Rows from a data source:
>> Start

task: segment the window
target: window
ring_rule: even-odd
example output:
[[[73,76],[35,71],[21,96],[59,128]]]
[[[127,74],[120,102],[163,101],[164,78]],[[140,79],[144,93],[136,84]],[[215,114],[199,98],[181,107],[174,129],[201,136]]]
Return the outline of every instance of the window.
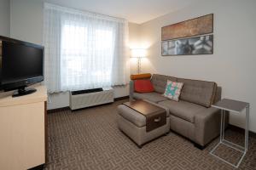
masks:
[[[113,41],[110,28],[64,25],[61,47],[61,88],[110,86]]]
[[[43,37],[49,93],[128,83],[127,20],[44,3]]]

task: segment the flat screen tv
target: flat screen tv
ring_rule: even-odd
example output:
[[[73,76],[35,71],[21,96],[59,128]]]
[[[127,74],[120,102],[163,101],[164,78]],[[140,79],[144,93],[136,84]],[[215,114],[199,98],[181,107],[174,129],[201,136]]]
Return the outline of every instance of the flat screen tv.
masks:
[[[26,87],[44,80],[44,47],[0,37],[0,90],[13,97],[36,92]]]

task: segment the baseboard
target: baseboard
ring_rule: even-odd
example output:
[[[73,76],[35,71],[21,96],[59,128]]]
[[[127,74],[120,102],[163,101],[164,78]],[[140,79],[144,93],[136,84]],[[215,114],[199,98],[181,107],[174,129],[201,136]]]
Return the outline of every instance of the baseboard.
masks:
[[[236,131],[236,132],[241,133],[244,133],[244,128],[241,128],[240,127],[236,127],[236,126],[229,124],[228,128],[233,129],[234,131]],[[256,133],[249,131],[249,137],[256,139]]]
[[[119,98],[114,98],[113,101],[119,101],[119,100],[123,100],[123,99],[129,99],[129,96],[123,96]]]
[[[41,164],[41,165],[38,165],[37,167],[32,167],[32,168],[30,168],[28,170],[43,170],[44,169],[44,164]]]
[[[129,96],[123,96],[123,97],[119,97],[119,98],[114,98],[113,101],[119,101],[119,100],[128,99],[129,99]],[[95,105],[95,106],[91,106],[91,107],[96,107],[96,106],[100,106],[100,105]],[[90,107],[86,107],[86,108],[90,108]],[[82,109],[85,109],[85,108],[82,108]],[[69,106],[47,110],[47,113],[55,113],[55,112],[64,111],[64,110],[70,110]]]
[[[70,108],[68,106],[60,107],[60,108],[56,108],[56,109],[47,110],[47,113],[55,113],[55,112],[65,111],[65,110],[70,110]]]

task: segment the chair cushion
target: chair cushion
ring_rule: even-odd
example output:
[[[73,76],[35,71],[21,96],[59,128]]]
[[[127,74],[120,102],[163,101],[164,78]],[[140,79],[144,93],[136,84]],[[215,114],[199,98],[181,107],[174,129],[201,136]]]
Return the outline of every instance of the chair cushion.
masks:
[[[177,78],[183,82],[180,99],[210,107],[214,102],[217,84],[213,82]]]
[[[177,78],[173,76],[154,74],[151,77],[151,82],[153,83],[154,91],[160,94],[164,94],[166,90],[167,80],[171,80],[172,82],[177,82]]]
[[[170,99],[178,101],[178,98],[183,86],[183,82],[177,82],[168,80],[164,96]]]
[[[207,110],[206,107],[183,100],[173,101],[168,99],[159,102],[158,105],[167,107],[171,115],[189,121],[192,123],[195,122],[195,116],[196,113],[203,110]]]
[[[135,80],[134,90],[138,93],[154,92],[154,87],[150,80]]]
[[[167,98],[164,97],[161,94],[156,92],[144,94],[134,93],[133,97],[136,99],[148,99],[154,103],[158,103],[160,101],[164,101],[167,99]]]

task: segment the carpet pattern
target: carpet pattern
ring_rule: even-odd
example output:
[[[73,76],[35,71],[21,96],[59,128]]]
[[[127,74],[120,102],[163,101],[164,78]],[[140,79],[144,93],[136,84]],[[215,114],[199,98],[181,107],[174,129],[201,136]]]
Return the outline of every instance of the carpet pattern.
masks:
[[[117,127],[116,106],[125,101],[49,114],[49,156],[44,169],[236,169],[209,154],[218,139],[201,150],[170,132],[138,149]],[[225,134],[225,139],[242,144],[241,133],[228,129]],[[237,160],[234,150],[221,146],[216,151],[230,161]],[[249,139],[249,150],[237,169],[256,169],[255,138]]]

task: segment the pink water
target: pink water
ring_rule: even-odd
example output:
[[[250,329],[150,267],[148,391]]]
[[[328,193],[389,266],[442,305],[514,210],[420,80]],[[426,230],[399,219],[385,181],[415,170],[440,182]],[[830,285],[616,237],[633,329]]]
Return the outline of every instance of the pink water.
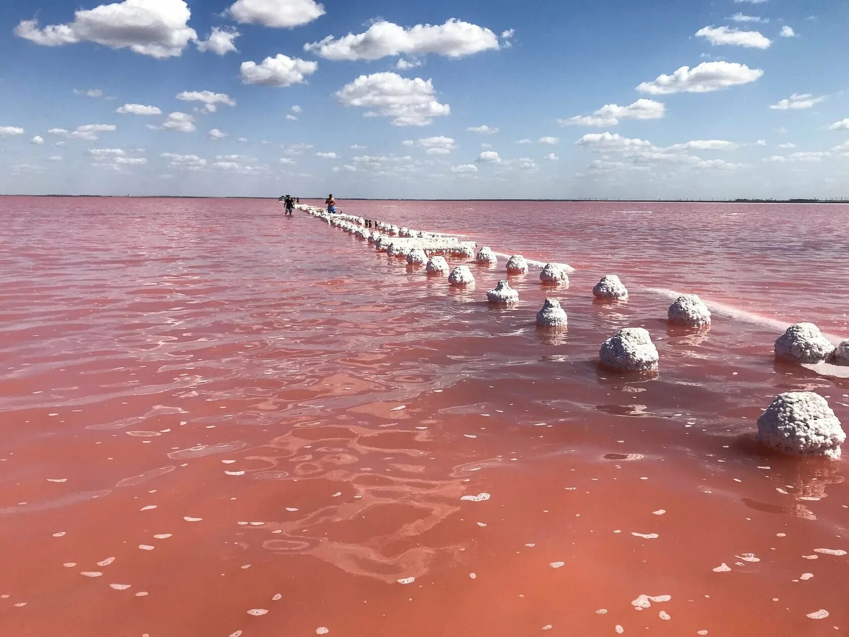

>> End

* Exercise prompt
Copy every row above word for word, leaving out the pictures.

* Final answer
task: segment the window
target: window
ring_rule: even-odd
example output:
[[[73,76],[35,71],[21,96],[59,128]]]
[[[127,74],[120,102],[163,101],[164,78]],[[140,79],[144,93],[136,84]],[[215,114],[199,98],[181,107],[174,129],[201,136]]]
Return the outline of every instance of the window.
masks:
[[[113,41],[110,28],[64,25],[61,47],[61,88],[110,86]]]
[[[43,37],[49,93],[128,83],[127,20],[44,3]]]

task: segment the flat screen tv
target: flat screen tv
ring_rule: even-odd
example output:
[[[73,76],[35,71],[21,96],[59,128]]]
[[[127,74],[120,102],[163,101],[164,78]],[[140,79],[144,93],[136,84]],[[215,114],[199,98],[181,107],[174,129],[201,136]]]
Return the outline of every instance of the flat screen tv.
masks:
[[[26,87],[44,80],[44,47],[0,37],[0,90],[13,97],[36,92]]]

task: segment the baseboard
target: baseboard
ring_rule: even-odd
example output:
[[[73,76],[35,71],[21,96],[59,128]]]
[[[127,74],[120,102],[163,101],[164,78]],[[140,79],[144,93],[136,84]],[[215,114],[199,98],[181,107],[174,129],[201,136]]]
Return the outline of every instance of the baseboard.
masks:
[[[236,131],[236,132],[241,133],[244,133],[244,128],[241,128],[240,127],[236,127],[236,126],[229,124],[228,128],[233,129],[234,131]],[[256,133],[249,131],[249,137],[256,139]]]
[[[119,98],[114,98],[113,101],[119,101],[119,100],[123,100],[123,99],[129,99],[129,96],[123,96]]]
[[[41,164],[41,165],[38,165],[37,167],[32,167],[32,168],[30,168],[28,170],[43,170],[44,169],[44,164]]]
[[[129,96],[123,96],[123,97],[119,97],[119,98],[114,98],[113,101],[119,101],[119,100],[128,99],[129,99]],[[95,105],[95,106],[91,106],[91,107],[96,107],[96,106],[100,106],[100,105]],[[90,107],[86,107],[86,108],[90,108]],[[82,109],[85,109],[85,108],[82,108]],[[69,106],[47,110],[47,113],[55,113],[55,112],[64,111],[64,110],[70,110]]]
[[[70,108],[68,106],[60,107],[60,108],[56,108],[56,109],[47,110],[47,113],[55,113],[55,112],[65,111],[65,110],[70,110]]]

task: segment the chair cushion
target: chair cushion
ring_rule: even-odd
example output:
[[[73,76],[35,71],[21,96],[59,128]]]
[[[127,74],[120,102],[163,101],[164,78]],[[140,79],[144,93],[136,84]],[[215,114],[199,98],[181,107],[174,129],[201,136]]]
Return the outline of every instance of the chair cushion.
masks:
[[[177,78],[183,82],[180,99],[210,107],[214,102],[217,84],[213,82]]]
[[[177,78],[173,76],[154,74],[151,77],[151,82],[153,83],[154,91],[160,94],[164,94],[166,90],[167,80],[171,80],[172,82],[177,82]]]
[[[170,99],[178,101],[178,98],[183,86],[183,82],[177,82],[168,80],[164,96]]]
[[[207,110],[206,107],[183,100],[173,101],[168,99],[159,102],[158,105],[167,107],[171,115],[189,121],[192,123],[195,122],[195,116],[196,113],[203,110]]]
[[[135,80],[134,90],[138,93],[154,92],[154,87],[150,80]]]
[[[167,98],[164,97],[161,94],[156,92],[144,94],[134,93],[133,97],[136,99],[148,99],[154,103],[158,103],[160,101],[164,101],[167,99]]]

task: segment the carpet pattern
target: carpet pattern
ring_rule: even-odd
example output:
[[[73,76],[35,71],[21,96],[59,128]]]
[[[127,74],[120,102],[163,101],[164,78]],[[140,79],[144,93],[136,84]],[[215,114],[199,98],[181,107],[174,129],[201,136]]]
Return the outline of every instance of the carpet pattern.
masks:
[[[117,127],[116,106],[125,101],[49,114],[49,156],[44,169],[236,169],[209,154],[218,139],[201,150],[170,132],[138,149]],[[225,134],[225,139],[242,144],[241,133],[228,129]],[[237,160],[234,150],[221,146],[216,151],[230,161]],[[249,139],[249,150],[237,169],[256,169],[255,138]]]

task: segment the pink water
target: pink water
ring_rule: even-odd
example output:
[[[250,329],[150,267],[148,391]]]
[[[328,193],[389,266],[442,305],[514,210],[420,80]],[[426,230],[399,219],[385,181],[415,170],[440,182]],[[830,285],[616,237],[633,329]]]
Return the outline of every instance of the pink water.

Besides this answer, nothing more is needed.